Start of Exercise materials

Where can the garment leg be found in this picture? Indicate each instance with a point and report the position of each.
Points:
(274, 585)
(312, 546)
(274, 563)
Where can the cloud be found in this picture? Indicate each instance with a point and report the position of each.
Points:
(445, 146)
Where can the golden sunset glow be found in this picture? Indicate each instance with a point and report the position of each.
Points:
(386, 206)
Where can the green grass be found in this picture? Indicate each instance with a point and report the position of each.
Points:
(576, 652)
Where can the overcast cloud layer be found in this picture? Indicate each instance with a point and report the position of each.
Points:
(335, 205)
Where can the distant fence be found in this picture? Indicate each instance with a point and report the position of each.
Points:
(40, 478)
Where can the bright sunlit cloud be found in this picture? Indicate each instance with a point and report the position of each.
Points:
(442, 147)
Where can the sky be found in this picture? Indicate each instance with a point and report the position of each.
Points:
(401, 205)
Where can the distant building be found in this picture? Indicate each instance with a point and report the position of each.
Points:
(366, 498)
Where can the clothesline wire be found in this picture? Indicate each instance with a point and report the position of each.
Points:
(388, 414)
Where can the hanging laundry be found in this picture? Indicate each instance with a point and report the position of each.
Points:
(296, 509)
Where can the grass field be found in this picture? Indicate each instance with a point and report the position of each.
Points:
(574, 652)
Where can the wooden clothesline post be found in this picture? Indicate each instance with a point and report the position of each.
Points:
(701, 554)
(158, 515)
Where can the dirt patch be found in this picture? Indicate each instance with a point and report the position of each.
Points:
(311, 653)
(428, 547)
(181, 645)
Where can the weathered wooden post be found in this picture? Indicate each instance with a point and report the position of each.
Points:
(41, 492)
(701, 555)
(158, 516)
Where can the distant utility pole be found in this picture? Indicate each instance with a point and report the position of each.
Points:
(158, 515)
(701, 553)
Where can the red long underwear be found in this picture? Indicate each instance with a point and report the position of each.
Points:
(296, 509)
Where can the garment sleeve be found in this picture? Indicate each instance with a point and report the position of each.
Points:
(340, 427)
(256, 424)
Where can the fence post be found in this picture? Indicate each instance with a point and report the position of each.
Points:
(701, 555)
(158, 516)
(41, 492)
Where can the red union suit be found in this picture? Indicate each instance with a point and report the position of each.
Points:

End of Exercise materials

__Your objective__
Repeat the records above exactly.

__Solution to the exercise__
Where can the garment leg be found in this picture? Indicate each instance with a point and report the position of each.
Points:
(274, 585)
(312, 546)
(274, 563)
Where can the cloud be found in this picture? Indicate each instance with a point and report the position of each.
Points:
(445, 146)
Where can the golden sunset glow be found in this picture? Indicate each instance with a point and report the position of each.
Points:
(386, 206)
Where can the green grass be found in this picture? Indicate each instance with a point and report the position of each.
Points:
(576, 652)
Where can the overcast cloud layer be found in this picture? Indicate each instance with a point and report the position of each.
Points:
(335, 205)
Where can the distant fence be found in this picture? Indicate each instance with a point and report the position of each.
Points:
(40, 478)
Where can the bright sunlit cloud be found in this picture? Indicate each instance with a point and report the position of each.
Points:
(442, 147)
Where can the sky be found in this picture? Indicate each instance with a point and report the position of each.
Points:
(401, 205)
Where can the distant building be found in this picture? Indicate each instance with a point and report the position of each.
Points:
(366, 498)
Where can the clothesline wire be found in this picture? Indicate each instance with a point and report the position of each.
Points:
(388, 414)
Where can the hanging laundry be found in this picture? Indicate each instance with a point and report the position of each.
Points:
(296, 509)
Where can the grass field be found in this picture? Indicate each instance with a point and report the position of each.
Points:
(574, 652)
Where can the wooden clothesline post be found in this picture? Indicate each instance with a point and report the position of each.
Points:
(701, 554)
(158, 515)
Where can the dirt patch be found in this picture? Indicate each instance with a point and report the position of each.
Points:
(311, 653)
(428, 547)
(181, 645)
Where can the weathered wooden post be found in this picture? Indicate each instance with a point and report the position of each.
Points:
(41, 492)
(701, 555)
(158, 516)
Where can the distant utility pole be found in this picture? Indicate each instance with a point and report the position of each.
Points:
(158, 515)
(701, 553)
Where can the red long underwear be found in this picture? Indicate each instance with a point and report the position of each.
Points:
(296, 509)
Where can the garment sleeve be found in this picture? Indicate each instance with a point and report the position of each.
Points:
(340, 427)
(256, 424)
Where can the fence post be found in this picture? Indicate each instance with a point and report the position of each.
Points:
(701, 555)
(158, 516)
(41, 492)
Where can the red union suit be found in this picture? Indicate each instance with a point and report the position of each.
Points:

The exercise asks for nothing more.